───── SELECTED EXCERPT

Kevin PeacockeWell actually, quite a lot for very little, but still a very attractive deal nevertheless.

Lately our team has been treading leather on base metal and bulk mineral sites investigating applications for Knelson’s newest version of the CVD continuous concentrator. This basic winning formula has been elevated to a higher level by the incorporation of new innovative features that sharpen the grade-recovery capability of the CVD considerably. This will all be rolled out in the near future, but what I want to address here is an application for this technology that was always there, but which we can now really take advantage of.

Unless they incorporate their own smelters and refineries all base metal producers are subject to a supply contract that typically specifies a minimum acceptance grade. Of course these criteria are biased in favour of the smelter and the often arbitrarily specified minimum grades introduce all sorts of trauma at the mine end. You see, grade and recovery are not separable, they are tied together in a particular relationship. So the production plant has little latitude: their flotation process, for instance, does what it does and in order to achieve that minimum grade some extra mineral has to go to the tailings.

──────────
───── DATA SHOWN

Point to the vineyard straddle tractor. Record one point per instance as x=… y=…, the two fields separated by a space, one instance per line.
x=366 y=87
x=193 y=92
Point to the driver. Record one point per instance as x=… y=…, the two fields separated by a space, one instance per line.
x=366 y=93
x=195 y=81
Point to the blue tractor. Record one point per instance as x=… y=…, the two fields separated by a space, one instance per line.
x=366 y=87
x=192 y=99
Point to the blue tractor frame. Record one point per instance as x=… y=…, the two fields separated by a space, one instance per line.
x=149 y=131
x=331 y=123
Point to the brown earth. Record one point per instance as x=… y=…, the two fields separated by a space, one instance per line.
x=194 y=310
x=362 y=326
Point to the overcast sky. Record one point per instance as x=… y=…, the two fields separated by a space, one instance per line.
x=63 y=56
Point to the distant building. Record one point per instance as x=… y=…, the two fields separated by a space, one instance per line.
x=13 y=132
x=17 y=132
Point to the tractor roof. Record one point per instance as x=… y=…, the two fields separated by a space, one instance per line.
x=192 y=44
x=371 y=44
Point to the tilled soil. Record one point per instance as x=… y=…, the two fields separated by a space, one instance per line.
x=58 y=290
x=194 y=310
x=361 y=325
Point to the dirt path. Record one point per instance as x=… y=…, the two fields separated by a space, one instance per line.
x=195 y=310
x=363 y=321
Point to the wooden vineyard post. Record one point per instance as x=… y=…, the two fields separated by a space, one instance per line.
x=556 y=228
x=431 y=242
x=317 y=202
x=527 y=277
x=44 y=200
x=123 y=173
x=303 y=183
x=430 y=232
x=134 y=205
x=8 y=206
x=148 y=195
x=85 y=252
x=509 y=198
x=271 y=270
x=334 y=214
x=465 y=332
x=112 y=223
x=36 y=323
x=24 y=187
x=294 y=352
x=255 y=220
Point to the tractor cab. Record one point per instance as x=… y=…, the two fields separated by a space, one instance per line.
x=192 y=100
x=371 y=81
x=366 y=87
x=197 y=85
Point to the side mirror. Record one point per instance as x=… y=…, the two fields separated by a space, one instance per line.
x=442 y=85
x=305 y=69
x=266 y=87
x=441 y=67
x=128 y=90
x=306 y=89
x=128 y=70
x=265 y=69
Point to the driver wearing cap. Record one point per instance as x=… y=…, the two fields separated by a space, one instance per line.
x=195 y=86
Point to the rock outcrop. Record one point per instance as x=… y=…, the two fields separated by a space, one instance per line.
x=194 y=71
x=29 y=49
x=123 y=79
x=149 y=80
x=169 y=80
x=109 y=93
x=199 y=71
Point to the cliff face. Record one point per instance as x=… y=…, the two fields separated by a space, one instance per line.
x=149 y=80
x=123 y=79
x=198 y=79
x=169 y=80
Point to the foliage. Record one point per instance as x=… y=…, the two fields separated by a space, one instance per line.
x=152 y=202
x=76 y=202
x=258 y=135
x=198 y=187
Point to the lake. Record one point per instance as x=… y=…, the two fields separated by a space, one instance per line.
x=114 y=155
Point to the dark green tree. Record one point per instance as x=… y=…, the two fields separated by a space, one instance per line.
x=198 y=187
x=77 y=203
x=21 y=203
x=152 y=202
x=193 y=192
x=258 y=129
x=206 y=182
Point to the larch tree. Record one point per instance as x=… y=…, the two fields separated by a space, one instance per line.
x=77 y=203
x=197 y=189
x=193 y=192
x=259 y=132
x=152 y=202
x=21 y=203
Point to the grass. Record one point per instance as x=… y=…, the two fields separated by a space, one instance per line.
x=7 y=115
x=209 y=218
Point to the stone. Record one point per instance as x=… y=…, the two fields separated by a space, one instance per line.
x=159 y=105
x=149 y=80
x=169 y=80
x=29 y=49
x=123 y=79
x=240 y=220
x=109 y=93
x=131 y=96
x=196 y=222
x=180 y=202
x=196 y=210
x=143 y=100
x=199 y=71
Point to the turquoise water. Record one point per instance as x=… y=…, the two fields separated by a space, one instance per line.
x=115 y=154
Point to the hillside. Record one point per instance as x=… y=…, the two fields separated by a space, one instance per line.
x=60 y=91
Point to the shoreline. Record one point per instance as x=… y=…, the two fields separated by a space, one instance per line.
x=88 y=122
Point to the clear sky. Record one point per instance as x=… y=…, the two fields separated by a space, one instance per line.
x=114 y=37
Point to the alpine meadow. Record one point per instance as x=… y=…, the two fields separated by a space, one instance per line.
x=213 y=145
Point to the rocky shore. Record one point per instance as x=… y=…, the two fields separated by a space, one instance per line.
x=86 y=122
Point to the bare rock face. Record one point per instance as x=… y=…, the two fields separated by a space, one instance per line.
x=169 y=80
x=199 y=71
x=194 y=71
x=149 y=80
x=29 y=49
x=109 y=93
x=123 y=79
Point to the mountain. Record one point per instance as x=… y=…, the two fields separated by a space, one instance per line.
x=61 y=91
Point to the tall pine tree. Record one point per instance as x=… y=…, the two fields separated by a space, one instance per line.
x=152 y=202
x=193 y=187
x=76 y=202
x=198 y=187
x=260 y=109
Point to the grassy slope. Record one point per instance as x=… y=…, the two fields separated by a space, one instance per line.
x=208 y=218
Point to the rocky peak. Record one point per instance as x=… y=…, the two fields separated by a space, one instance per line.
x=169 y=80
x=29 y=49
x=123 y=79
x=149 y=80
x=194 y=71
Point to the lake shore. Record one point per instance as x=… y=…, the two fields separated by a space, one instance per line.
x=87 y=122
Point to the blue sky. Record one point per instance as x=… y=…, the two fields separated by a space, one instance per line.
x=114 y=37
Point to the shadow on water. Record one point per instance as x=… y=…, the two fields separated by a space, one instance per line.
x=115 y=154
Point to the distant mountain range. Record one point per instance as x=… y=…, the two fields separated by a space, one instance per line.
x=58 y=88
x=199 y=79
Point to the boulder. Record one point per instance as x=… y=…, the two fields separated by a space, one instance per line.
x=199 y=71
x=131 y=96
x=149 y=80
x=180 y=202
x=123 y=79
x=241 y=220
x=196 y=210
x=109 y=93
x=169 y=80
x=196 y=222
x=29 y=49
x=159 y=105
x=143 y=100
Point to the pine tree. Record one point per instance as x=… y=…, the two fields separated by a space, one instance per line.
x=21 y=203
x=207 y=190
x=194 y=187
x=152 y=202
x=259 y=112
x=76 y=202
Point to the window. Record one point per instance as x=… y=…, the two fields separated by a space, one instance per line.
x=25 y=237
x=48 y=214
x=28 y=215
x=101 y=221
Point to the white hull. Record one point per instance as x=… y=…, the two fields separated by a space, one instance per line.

──────────

> REQUIRED WORK:
A - Extract the part of the excerpt on the CVD concentrator between "Unless they incorporate" and "to the tailings.", inclusive.
B - According to the excerpt on the CVD concentrator, what does the supply contract of a base metal producer without its own smelters and refineries typically specify?
The data can be left aside.

> EXERCISE RESULTS:
A -
Unless they incorporate their own smelters and refineries all base metal producers are subject to a supply contract that typically specifies a minimum acceptance grade. Of course these criteria are biased in favour of the smelter and the often arbitrarily specified minimum grades introduce all sorts of trauma at the mine end. You see, grade and recovery are not separable, they are tied together in a particular relationship. So the production plant has little latitude: their flotation process, for instance, does what it does and in order to achieve that minimum grade some extra mineral has to go to the tailings.

B - A minimum acceptance grade.